A Gardener's Steps to Planting and Growing Peach Trees in Arizona

 

Updated on November 7, 2024

John has observed the Arizona heat and soil since he was five. His trees yield oranges, apricots, peaches, figs, grapes, and pomegranates.

Netting helps keep the birds from enjoying your peaches too much. I have found that putting tin foil twists on the branches to scare away winged friends works well too.
Netting helps keep the birds from enjoying your peaches too much. I have found that putting tin foil twists on the branches to scare away winged friends works well too. | Source

Growing Peaches in Arizona Is a Kick

One of my joyful experiences for the summer of 2010 was watching my peaches mature. From a small green bud, they get larger every day, eventually blooming into brilliant yellow peaches ready to pick in August.

Peaches are my favorite fruit and can be used in so many ways. There's fresh peach cobbler, baked peaches, peach slices in heavy syrup, Elmira sour cream peach pie, Baltimore peach cake, peach muffins, peach frozen yogurt, peach ice cream, and hundreds more. My first harvest gave me the feeling of success!

What I intend to share is my seven years of experience raising a peach tree and what I have learned about peaches from a number of sources.

Nurturing Beginnings

The peach tree originated in China and then was carried around the world. You can raise one from a pit (sometimes called a stone), but most of us are too anxious to get a crop of fruit and buy them at stores.

How, When, and Where to Plant a Peach Tree

  • Peach trees should be planted in spring.
  • The flowers and buds should be protected from early and late frost.
  • Peaches love the sun—they should not be shaded. Find a spot in the sun for it—peach trees need full sun.
  • When possible, plant the tree at elevation so cool air will run beneath them.

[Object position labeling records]

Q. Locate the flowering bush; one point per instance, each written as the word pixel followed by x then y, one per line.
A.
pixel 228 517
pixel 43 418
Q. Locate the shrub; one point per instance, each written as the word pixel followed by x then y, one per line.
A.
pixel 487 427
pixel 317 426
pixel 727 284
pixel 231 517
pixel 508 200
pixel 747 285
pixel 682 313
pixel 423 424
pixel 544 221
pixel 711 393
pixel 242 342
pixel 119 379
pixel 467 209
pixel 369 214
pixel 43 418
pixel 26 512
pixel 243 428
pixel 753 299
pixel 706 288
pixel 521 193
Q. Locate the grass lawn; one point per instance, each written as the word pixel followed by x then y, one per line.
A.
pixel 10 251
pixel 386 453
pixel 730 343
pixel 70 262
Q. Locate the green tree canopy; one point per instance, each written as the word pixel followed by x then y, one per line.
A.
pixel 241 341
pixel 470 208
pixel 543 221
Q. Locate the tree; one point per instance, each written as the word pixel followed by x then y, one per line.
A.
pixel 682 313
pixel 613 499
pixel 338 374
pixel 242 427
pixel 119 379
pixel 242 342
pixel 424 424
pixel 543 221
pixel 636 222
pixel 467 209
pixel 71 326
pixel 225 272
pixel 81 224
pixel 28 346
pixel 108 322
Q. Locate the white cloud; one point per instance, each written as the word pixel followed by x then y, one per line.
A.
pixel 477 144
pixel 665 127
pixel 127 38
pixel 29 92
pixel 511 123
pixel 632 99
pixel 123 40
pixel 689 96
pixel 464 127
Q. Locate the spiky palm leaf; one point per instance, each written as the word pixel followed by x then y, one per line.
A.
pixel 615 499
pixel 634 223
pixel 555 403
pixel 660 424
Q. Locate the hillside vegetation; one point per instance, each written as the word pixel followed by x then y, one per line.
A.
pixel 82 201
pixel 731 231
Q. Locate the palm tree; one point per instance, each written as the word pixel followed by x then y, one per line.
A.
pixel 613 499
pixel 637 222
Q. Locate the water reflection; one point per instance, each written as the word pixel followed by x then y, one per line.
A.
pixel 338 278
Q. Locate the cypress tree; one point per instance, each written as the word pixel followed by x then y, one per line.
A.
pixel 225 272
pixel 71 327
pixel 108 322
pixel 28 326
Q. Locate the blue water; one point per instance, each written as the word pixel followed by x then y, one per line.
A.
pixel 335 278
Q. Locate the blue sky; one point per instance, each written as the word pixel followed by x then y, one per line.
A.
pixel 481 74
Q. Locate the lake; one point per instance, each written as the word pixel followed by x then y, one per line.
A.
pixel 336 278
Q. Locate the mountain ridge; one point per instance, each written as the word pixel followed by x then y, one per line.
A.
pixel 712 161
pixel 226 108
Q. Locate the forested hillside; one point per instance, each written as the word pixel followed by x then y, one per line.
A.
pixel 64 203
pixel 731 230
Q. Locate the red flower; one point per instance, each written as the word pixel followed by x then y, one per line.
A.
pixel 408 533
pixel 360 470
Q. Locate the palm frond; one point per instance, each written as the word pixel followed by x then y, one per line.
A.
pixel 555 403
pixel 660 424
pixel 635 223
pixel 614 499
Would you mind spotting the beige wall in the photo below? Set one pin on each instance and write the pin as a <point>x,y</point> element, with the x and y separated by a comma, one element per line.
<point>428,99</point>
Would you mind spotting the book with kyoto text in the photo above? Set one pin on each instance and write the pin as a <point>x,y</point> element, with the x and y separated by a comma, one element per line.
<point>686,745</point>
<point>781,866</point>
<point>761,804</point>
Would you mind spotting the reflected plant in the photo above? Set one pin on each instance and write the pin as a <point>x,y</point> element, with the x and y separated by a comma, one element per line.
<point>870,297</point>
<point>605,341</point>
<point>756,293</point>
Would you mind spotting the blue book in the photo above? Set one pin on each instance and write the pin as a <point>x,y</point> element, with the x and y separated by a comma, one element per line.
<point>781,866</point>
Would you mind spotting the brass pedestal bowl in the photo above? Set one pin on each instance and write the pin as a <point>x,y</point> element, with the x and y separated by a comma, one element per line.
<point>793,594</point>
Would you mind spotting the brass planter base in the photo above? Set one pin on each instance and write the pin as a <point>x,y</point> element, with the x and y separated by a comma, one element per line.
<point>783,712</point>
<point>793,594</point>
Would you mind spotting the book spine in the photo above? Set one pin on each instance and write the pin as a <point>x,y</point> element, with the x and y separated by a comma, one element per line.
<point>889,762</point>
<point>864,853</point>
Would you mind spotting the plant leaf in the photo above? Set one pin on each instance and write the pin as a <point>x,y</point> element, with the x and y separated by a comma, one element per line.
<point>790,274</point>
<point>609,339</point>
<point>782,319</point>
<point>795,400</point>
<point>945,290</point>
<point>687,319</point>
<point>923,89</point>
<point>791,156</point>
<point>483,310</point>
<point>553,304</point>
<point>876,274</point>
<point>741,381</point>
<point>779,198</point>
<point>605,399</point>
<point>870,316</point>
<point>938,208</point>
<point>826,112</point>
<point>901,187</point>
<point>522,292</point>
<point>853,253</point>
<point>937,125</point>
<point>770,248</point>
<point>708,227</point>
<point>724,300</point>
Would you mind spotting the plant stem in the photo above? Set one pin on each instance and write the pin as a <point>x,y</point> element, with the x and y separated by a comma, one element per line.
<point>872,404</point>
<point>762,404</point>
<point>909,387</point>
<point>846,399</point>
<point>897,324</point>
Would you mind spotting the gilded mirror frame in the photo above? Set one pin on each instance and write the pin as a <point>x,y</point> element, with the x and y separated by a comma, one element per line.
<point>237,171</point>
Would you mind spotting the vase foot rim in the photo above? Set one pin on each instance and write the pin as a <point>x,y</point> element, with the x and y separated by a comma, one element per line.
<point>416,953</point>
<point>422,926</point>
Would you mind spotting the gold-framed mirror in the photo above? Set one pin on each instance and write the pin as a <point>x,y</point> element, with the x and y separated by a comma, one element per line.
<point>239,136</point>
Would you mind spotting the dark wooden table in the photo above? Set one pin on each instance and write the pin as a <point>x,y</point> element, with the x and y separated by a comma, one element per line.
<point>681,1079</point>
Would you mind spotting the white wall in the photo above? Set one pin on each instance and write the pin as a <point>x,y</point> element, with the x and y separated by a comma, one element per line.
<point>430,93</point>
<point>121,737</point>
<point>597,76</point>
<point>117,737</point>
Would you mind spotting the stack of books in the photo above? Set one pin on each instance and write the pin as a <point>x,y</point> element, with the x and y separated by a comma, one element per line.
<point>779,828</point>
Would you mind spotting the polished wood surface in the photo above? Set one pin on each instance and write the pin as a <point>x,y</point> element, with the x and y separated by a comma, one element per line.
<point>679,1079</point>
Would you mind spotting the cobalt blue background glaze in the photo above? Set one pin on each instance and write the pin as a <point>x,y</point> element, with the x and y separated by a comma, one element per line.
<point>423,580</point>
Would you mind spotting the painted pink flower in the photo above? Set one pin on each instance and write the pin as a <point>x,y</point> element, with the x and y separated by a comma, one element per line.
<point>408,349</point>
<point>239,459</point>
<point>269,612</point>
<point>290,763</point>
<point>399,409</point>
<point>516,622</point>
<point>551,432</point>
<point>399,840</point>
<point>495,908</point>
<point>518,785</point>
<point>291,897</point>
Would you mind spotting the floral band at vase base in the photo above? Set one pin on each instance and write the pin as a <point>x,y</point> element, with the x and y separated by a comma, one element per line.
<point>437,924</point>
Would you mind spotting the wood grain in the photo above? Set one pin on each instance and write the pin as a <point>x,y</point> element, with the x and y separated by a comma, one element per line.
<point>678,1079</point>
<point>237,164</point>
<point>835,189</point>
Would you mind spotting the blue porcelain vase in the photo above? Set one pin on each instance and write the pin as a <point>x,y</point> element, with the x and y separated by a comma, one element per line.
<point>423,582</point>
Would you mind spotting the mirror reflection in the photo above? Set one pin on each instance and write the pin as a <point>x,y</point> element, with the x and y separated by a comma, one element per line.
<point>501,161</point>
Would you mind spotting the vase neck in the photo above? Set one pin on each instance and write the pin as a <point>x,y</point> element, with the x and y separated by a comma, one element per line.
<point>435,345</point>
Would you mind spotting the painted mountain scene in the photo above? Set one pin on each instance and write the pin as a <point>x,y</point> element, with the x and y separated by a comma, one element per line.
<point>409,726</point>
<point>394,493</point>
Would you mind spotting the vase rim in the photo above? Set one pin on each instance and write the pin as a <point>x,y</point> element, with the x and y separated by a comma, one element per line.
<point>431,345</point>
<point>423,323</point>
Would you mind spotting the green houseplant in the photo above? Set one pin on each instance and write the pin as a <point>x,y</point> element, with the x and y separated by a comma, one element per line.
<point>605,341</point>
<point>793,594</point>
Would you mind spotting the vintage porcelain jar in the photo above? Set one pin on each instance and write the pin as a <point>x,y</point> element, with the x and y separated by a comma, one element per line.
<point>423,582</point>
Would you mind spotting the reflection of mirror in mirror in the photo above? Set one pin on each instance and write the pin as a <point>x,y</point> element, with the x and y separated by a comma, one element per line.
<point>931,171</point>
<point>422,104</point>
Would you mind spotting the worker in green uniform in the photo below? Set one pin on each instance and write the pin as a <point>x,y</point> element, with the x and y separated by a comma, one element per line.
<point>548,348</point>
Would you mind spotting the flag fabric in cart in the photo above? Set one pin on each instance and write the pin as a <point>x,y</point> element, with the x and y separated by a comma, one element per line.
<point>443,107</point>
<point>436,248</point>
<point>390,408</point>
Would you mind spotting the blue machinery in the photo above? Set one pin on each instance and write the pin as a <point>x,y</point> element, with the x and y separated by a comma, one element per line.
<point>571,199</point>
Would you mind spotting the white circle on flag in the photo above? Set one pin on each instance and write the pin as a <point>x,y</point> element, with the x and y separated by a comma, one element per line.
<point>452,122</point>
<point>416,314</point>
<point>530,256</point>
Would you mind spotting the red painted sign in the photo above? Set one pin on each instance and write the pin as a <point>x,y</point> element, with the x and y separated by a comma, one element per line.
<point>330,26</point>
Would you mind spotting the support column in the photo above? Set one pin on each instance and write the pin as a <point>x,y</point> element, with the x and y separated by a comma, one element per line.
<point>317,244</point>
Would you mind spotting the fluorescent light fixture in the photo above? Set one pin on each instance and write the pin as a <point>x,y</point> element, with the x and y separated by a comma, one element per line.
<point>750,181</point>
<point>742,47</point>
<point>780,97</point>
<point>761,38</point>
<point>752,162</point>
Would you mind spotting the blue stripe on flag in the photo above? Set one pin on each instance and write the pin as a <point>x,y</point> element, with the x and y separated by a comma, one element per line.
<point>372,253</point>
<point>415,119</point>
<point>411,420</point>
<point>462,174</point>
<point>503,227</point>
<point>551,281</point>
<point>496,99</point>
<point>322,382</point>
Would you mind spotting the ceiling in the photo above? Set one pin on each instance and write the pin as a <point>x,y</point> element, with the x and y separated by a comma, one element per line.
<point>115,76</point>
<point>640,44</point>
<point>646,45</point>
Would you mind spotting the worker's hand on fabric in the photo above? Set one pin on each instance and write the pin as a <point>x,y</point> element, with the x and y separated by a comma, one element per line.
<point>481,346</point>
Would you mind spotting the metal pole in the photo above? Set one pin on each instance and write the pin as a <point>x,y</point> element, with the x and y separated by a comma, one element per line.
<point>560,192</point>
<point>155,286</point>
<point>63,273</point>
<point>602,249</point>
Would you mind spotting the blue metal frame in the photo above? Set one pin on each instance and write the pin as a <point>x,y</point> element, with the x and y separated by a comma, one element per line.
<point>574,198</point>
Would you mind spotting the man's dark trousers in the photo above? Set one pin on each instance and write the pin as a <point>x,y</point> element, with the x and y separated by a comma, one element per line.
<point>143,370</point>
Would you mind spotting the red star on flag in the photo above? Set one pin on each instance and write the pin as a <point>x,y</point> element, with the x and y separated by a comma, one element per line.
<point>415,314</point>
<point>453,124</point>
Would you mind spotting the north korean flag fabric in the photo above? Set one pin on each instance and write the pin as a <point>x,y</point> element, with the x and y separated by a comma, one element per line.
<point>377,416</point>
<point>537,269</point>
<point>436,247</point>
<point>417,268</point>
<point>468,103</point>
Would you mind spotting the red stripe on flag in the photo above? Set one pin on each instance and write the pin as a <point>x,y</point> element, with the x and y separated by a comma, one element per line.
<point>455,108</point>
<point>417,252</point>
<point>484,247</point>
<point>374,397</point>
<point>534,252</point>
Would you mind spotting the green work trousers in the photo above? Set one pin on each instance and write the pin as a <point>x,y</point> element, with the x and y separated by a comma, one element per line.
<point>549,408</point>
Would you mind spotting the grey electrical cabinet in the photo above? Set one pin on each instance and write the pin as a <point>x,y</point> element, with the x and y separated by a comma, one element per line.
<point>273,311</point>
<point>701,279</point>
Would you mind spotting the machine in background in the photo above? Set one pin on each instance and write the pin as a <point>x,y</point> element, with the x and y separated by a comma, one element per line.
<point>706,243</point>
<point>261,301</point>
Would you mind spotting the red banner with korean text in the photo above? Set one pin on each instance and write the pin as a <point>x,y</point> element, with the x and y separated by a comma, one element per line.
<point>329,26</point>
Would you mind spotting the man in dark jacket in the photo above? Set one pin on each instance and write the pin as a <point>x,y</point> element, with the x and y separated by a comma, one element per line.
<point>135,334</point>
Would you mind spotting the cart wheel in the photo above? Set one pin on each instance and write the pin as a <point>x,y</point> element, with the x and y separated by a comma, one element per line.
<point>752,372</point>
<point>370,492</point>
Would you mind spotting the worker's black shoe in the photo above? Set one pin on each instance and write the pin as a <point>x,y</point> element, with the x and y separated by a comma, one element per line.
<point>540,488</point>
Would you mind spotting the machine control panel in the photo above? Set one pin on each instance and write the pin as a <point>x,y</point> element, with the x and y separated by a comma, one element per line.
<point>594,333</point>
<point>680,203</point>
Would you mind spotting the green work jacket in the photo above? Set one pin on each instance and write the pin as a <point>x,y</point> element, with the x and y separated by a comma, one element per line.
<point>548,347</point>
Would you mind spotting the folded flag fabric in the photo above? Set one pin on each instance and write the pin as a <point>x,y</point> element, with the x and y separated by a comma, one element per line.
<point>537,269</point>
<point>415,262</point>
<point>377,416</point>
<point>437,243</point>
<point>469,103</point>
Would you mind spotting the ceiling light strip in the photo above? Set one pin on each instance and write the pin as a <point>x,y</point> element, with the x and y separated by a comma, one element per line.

THE TASKS
1. Lay out the records from the line with "Would you mind spotting the blue book" to the line with "<point>864,853</point>", both included, as a Markdown table with the columns "Row" (the row number) and "Record line" (the line itself). Leave out any blank lines.
2. Proceed with the text on growing peach trees in Arizona, picking up after its last sentence.
The records are unrelated to the text about peach trees.

OUTPUTS FOR THE TASKS
1.
| Row | Record line |
|---|---|
| 1 | Would you mind spotting the blue book in the photo above? Set one pin on each instance and write the pin as a <point>x,y</point> element, with the x and y separated by a comma, one element per line. |
| 2 | <point>781,866</point> |
| 3 | Would you mind spotting the brass pedestal bowl in the photo above? Set one pin on each instance and write the pin as a <point>x,y</point> element, with the x and y separated by a comma, one element per line. |
| 4 | <point>793,594</point> |
| 5 | Would you mind spotting the brass planter base in the photo above? Set one pin on each instance and write the pin as a <point>x,y</point> element, with the x and y separated by a comma, one element per line. |
| 6 | <point>783,712</point> |
| 7 | <point>793,594</point> |
| 8 | Would you mind spotting the book spine in the photo above? Set one pin on each instance and write the pin as a <point>x,y</point> element, with the x and y separated by a comma, one element per line. |
| 9 | <point>889,762</point> |
| 10 | <point>864,853</point> |

2.
  • Digging a good hole is paramount. The fruit tree needs to have a good broad root system to take up nutrients and anchor itself well. I like to dig the hole three feet in diameter and three feet deep. I know, I know, that doesn't sound like fun. But it is the most important step to a healthy plant. Take several days to dig it. What's the rush? You'll be happy in the long run that you took the time to make it a good home. A peach tree is a favorite garden plant.
  • If you live in the southwest, you will probably need a hex shaft digging bar to loosen up your soil and move rock. A five-footer should do. It is good to make the soil mixture that will go back in the hole as clean as you can, so I use a 1/4" screen to get rid of all the rocks.
  • In the bottom of the hole, I throw in a couple of shovelfuls of manure. Fruit trees like an acid soil. I then add sifted natural soil and store-bought topsoil and compost in equal parts (I like Nature's Way found at Walmart. It's inexpensive and very good)
  • Keep your tree hydrated. The plastic cans the trees are usually in don't hold the moisture in all that well. Don't forget to water it while you plan your orchard.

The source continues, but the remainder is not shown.